» **INSTRUCTIONS FOR THE TASK**
Copy all of the lines below, requests included, but shift every box coordinate in the answers up by 38. Leave the pictures out.

» **RECORDS FOR PROCESSING**
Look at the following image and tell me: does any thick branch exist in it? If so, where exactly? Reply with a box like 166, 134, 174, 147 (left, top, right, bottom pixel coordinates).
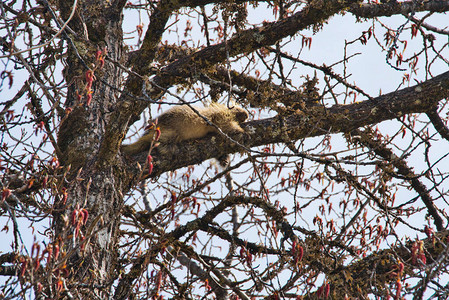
100, 0, 360, 162
349, 1, 449, 18
126, 72, 449, 177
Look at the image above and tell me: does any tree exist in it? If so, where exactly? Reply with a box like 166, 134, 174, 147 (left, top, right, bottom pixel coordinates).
0, 0, 449, 299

» **RESPONSE TO THIS TASK**
Look at the following image and tell me: does any thick branch exist in it? If so, where exactly? Reply with a box like 166, 134, 174, 147 (left, top, right, bottom pixel coordinates).
138, 38, 398, 200
387, 39, 487, 56
164, 110, 487, 215
Look at the image above and tell me: does any tree exist in it? If so, where exactly? Reply with a box like 166, 134, 174, 147 (left, top, right, bottom pixel coordinates).
38, 38, 487, 337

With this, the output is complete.